● O que fazer
Por favor, prossiga com o texto sobre a poesia de Leminski, começando logo após o último verso citado.

● Texto extraído
+++

Todas estas citações demonstram o
andamento consciente de um imaginário razoavelmente organizado e repleto de
correlatos objetivos, representativos daquela amplitude de limites, expressa no
início deste artigo (estelares, no caso), que seu verbo procura. Além disso,
esta redundância importa na comunicação estabelecida entre o poeta e seu
público. Leminski é, portanto, um comunicador, esforçado em tirar o máximo de
sua língua, mas também um renovador, espremido pela necessidade de “salvar” o
idioma:
“está nas últimas
a última flor do Lácio” (p. 381)

+++

● Registros fornecidos
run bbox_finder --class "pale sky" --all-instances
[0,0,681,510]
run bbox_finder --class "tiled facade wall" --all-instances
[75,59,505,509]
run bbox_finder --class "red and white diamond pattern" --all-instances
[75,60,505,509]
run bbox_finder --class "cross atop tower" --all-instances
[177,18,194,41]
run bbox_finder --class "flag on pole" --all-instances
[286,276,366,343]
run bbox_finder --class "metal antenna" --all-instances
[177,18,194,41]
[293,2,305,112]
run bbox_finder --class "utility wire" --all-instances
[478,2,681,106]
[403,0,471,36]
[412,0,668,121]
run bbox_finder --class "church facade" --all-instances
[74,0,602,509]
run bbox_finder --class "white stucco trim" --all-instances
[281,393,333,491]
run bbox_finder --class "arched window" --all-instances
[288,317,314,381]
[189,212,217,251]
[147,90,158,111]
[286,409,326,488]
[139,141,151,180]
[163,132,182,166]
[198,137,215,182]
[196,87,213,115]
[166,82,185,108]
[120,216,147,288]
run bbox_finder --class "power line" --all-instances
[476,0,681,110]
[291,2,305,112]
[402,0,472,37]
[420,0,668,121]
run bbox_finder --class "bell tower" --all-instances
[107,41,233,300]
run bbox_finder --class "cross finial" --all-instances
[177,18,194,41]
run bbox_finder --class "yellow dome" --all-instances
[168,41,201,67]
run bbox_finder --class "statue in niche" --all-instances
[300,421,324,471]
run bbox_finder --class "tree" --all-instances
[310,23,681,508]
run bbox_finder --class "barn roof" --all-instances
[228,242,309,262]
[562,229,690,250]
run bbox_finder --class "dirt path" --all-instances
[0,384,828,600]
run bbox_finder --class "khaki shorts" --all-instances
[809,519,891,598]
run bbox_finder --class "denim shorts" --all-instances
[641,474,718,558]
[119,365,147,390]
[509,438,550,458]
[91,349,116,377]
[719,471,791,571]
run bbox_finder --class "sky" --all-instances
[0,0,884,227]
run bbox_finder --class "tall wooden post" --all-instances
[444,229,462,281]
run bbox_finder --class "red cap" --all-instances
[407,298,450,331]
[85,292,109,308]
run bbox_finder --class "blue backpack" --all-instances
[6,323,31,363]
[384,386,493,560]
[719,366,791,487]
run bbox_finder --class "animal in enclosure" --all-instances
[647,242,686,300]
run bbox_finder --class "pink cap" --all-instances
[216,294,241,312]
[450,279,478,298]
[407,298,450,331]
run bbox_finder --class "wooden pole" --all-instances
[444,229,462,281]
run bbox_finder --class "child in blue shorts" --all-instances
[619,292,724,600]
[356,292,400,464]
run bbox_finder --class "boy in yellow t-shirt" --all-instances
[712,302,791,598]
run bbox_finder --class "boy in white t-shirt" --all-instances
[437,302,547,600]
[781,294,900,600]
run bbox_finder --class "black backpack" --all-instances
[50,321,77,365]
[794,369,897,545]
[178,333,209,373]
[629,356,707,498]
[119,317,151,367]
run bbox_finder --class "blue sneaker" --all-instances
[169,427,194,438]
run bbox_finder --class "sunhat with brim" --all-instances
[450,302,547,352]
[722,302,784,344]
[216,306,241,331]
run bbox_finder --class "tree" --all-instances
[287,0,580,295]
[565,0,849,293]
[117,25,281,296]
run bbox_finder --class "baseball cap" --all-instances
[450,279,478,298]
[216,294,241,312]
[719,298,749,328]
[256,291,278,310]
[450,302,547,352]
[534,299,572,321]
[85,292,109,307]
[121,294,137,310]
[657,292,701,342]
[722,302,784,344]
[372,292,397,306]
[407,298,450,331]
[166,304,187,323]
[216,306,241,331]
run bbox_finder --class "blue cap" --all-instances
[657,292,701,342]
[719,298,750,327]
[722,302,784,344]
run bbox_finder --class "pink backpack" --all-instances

+++

● Resultado abaixo
Por isso, uma poesia orgasmática,
esportiva, marcial, para usar metáforas do próprio autor em entrevistas e
escritos. Por isso, os erros, as fórmulas repetidas, como que indecisas em revelar se o problema é do discurso ou do homem por trás dele. Se estamos
diante de um erro ou se pairamos diante de mera tentativa. Contudo, depois de
ler Toda poesia, de Leminski, ou
qualquer poeta com uma rítmica tão particular, a verdade é que o próprio mundo
nos estranha e nós a ele. Tudo que ouvimos, queremos pôr no metro do poeta
lido. O laconismo sem secura, no ritmo medido, todavia amplo de seus versos
torna-se a norma. Deparamo-nos buscando associações fônicas a todo momento e o
resultado, geralmente decepcionante nos devolve um mundo prosaico, afônico,
cacofônico, no mais!
Leminski, Paulo. Toda poesia. São Paulo: Companhia as
Letras, 2013.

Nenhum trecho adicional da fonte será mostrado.